-- BEGIN --
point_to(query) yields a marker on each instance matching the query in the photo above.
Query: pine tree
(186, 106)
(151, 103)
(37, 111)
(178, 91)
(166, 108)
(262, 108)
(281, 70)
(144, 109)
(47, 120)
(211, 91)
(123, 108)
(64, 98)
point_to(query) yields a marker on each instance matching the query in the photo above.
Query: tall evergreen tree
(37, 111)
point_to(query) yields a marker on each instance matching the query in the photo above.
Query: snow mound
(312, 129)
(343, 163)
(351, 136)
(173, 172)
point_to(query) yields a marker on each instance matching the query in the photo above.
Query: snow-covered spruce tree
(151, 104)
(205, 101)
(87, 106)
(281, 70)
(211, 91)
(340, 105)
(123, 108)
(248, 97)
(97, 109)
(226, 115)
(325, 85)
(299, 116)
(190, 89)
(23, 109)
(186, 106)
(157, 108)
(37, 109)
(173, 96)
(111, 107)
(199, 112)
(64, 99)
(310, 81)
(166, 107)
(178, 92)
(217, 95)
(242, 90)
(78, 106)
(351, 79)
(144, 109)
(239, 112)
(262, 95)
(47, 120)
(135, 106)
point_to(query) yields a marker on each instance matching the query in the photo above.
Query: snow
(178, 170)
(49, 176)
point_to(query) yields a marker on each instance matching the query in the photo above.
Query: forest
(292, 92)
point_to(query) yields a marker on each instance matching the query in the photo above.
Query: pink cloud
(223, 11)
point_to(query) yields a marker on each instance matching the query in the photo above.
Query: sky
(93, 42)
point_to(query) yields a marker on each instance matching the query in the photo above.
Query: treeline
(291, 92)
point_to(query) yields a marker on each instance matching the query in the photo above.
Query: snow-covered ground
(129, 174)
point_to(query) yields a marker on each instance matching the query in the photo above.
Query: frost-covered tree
-- END --
_TASK DESCRIPTION_
Nothing in the data may differ; print all of it exactly as written.

_PROBLEM SOLUTION_
point_to(query) yields a marker on each instance matching the query in the photo above.
Query: pine tree
(186, 106)
(151, 103)
(37, 111)
(178, 91)
(166, 108)
(262, 108)
(281, 70)
(144, 109)
(47, 120)
(211, 91)
(123, 108)
(64, 98)
point_to(query) yields a marker on each instance matching the query in the photo above.
Query: tall evergreen tree
(37, 111)
point_to(query) yields a marker on each instance matching the query in the photo above.
Query: snow mound
(312, 129)
(343, 163)
(351, 136)
(173, 172)
point_to(query) yields a marker on each instance matching the query in the photo above.
Query: snow-covered spruce tree
(151, 104)
(205, 101)
(87, 106)
(281, 70)
(211, 91)
(340, 105)
(123, 108)
(248, 97)
(97, 109)
(226, 115)
(325, 85)
(299, 116)
(190, 89)
(23, 109)
(186, 106)
(157, 108)
(37, 109)
(173, 96)
(111, 107)
(199, 112)
(64, 99)
(310, 81)
(166, 107)
(178, 92)
(217, 95)
(242, 90)
(78, 106)
(351, 79)
(144, 109)
(239, 112)
(262, 95)
(47, 120)
(135, 106)
point_to(query) yields a marker on each instance matching the query in the photo above.
Query: snow
(178, 170)
(49, 176)
point_to(query) yields a marker on each instance matching the query in the photo above.
Query: forest
(292, 92)
point_to(query) yields a marker on each instance matching the query in the photo above.
Query: pink cloud
(223, 11)
point_to(query) yields a marker on each instance matching the query in the photo above.
Query: sky
(93, 42)
point_to(query) yields a marker on each instance matching the query in the photo above.
Query: treeline
(291, 92)
point_to(query) yields a marker on each instance matching the query in the photo above.
Query: snow-covered ground
(129, 174)
point_to(query) yields a marker on each instance matching the query in the photo above.
Query: frost-covered tree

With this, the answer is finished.